_Task requirements_
Each record below should be returned word for word, with no pictures included.

***** Material provided *****

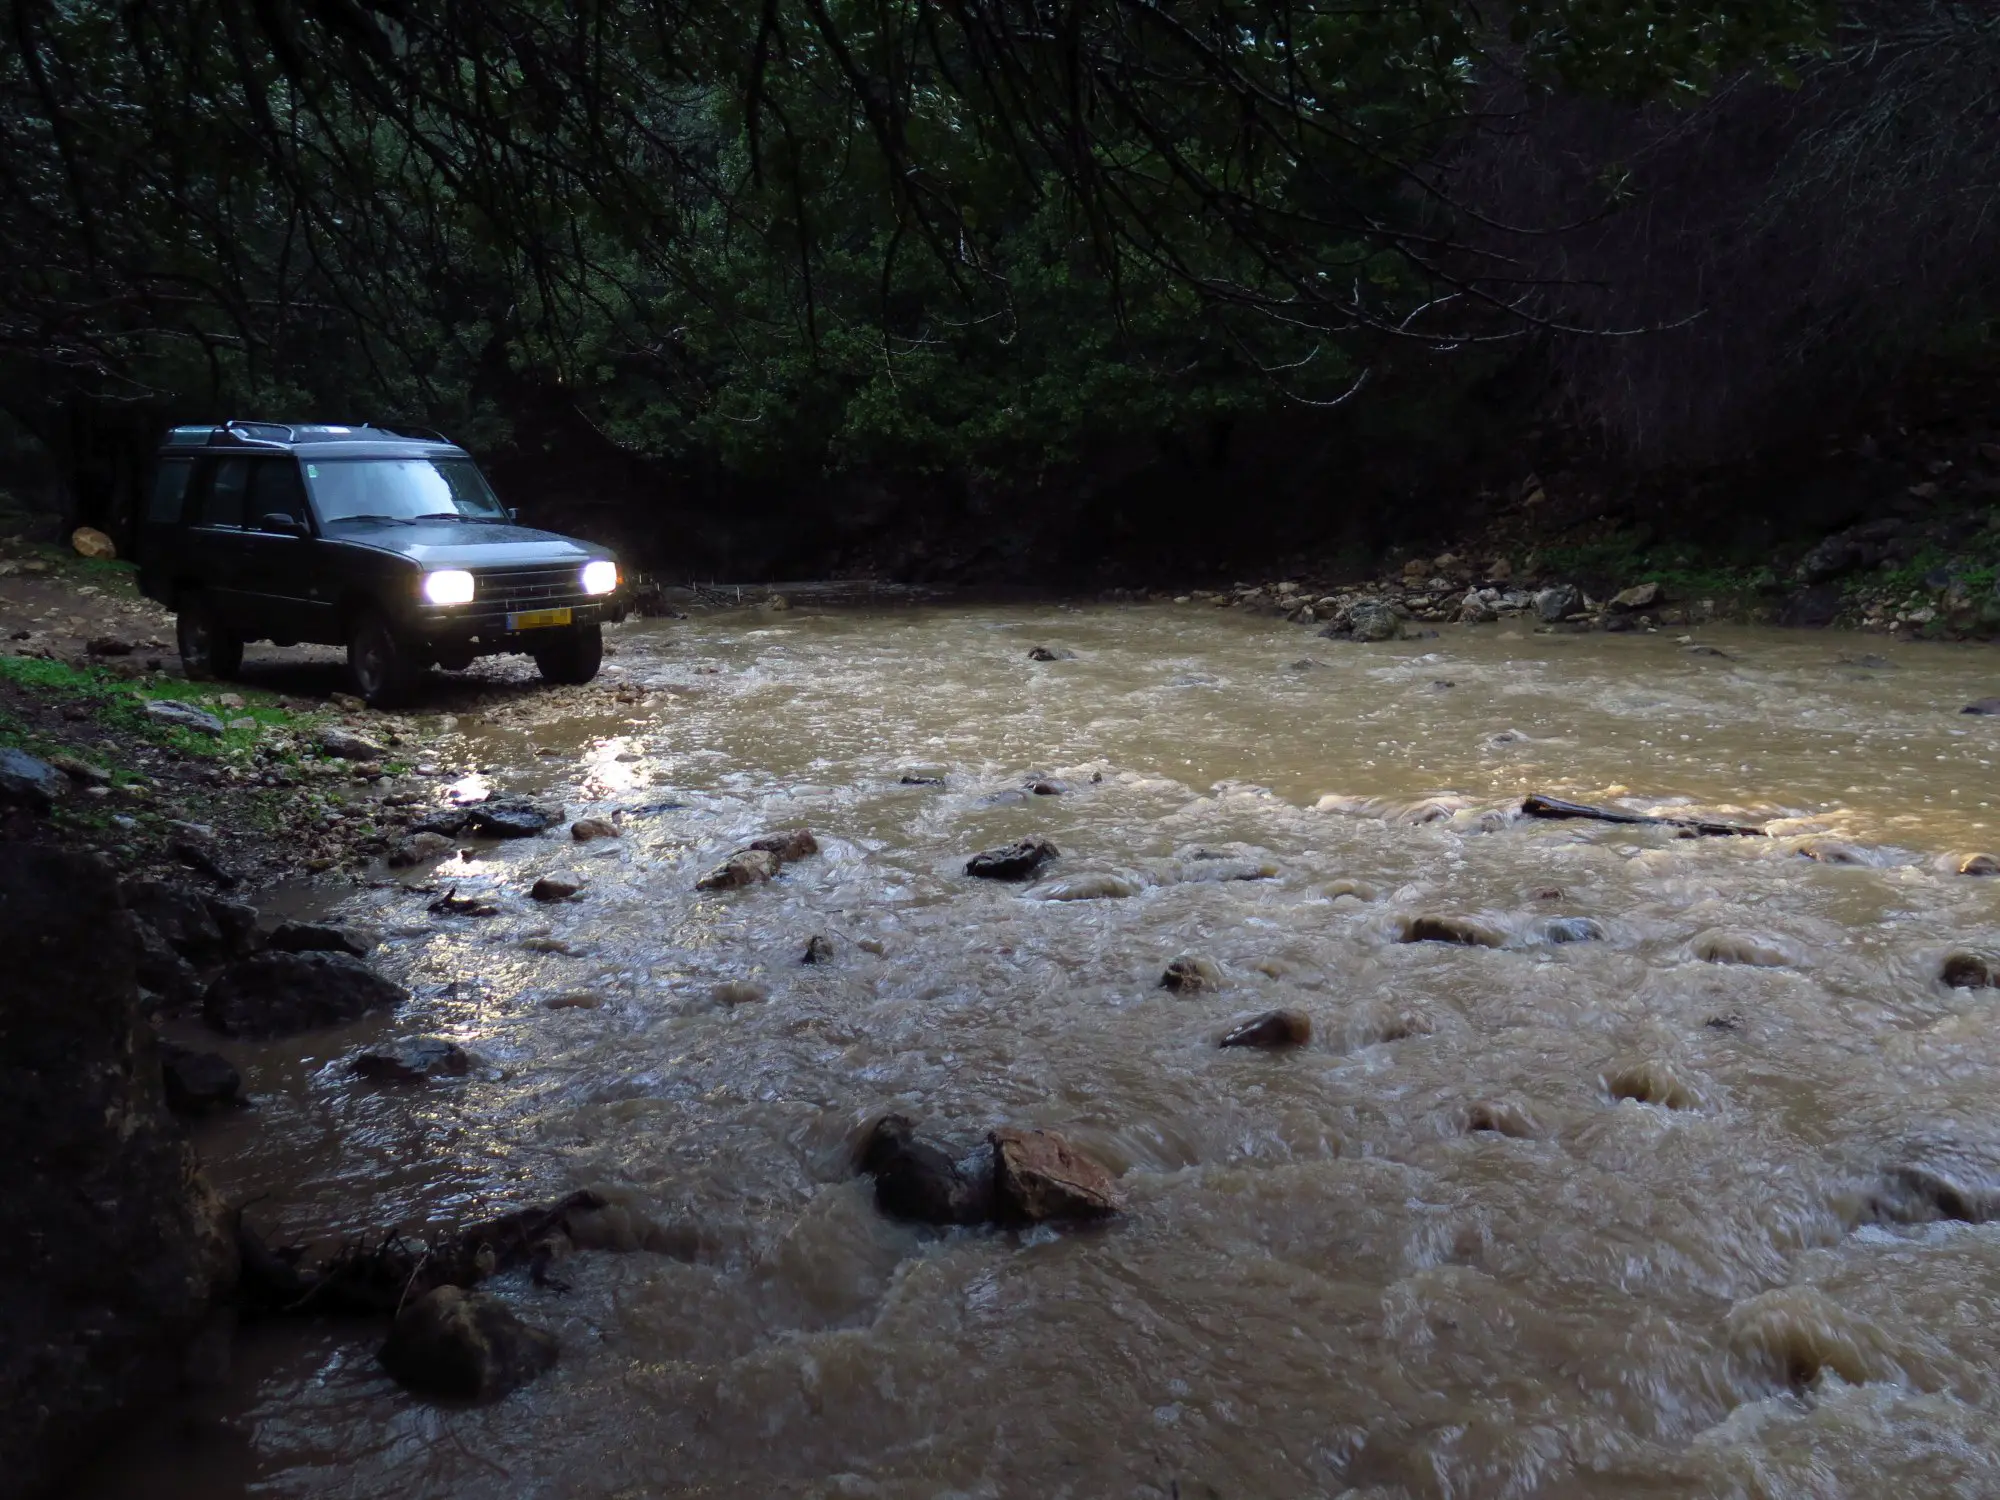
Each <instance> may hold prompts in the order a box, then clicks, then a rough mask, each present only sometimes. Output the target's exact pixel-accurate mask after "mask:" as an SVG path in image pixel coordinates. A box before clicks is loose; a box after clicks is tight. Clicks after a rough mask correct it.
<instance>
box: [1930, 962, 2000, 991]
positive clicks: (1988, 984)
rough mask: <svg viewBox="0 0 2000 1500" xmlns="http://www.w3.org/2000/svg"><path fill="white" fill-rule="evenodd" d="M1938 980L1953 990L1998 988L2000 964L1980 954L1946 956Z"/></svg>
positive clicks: (1938, 971)
mask: <svg viewBox="0 0 2000 1500" xmlns="http://www.w3.org/2000/svg"><path fill="white" fill-rule="evenodd" d="M1938 978H1940V980H1942V982H1944V984H1946V986H1950V988H1954V990H1986V988H2000V964H1994V962H1990V960H1986V958H1982V956H1980V954H1946V958H1944V966H1942V968H1940V970H1938Z"/></svg>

*****

_Answer to this task_
Each <instance> may hold prompts in the order a box, then clicks, then a rough mask, each present only sometimes. Output the target's exact pixel-accurate mask after "mask:" as an SVG path in image pixel coordinates. A box before clicks is loose; a box after clicks is tight. Clicks after a rough mask correct it.
<instance>
box: [1930, 962, 2000, 991]
positive clicks: (1988, 984)
rough mask: <svg viewBox="0 0 2000 1500" xmlns="http://www.w3.org/2000/svg"><path fill="white" fill-rule="evenodd" d="M1938 980L1953 990L1998 988L2000 964L1980 954L1946 956Z"/></svg>
positive clicks: (1938, 971)
mask: <svg viewBox="0 0 2000 1500" xmlns="http://www.w3.org/2000/svg"><path fill="white" fill-rule="evenodd" d="M1938 978H1940V980H1942V982H1944V984H1946V986H1950V988H1954V990H1986V988H2000V964H1994V962H1990V960H1986V958H1982V956H1980V954H1946V958H1944V966H1942V968H1940V970H1938Z"/></svg>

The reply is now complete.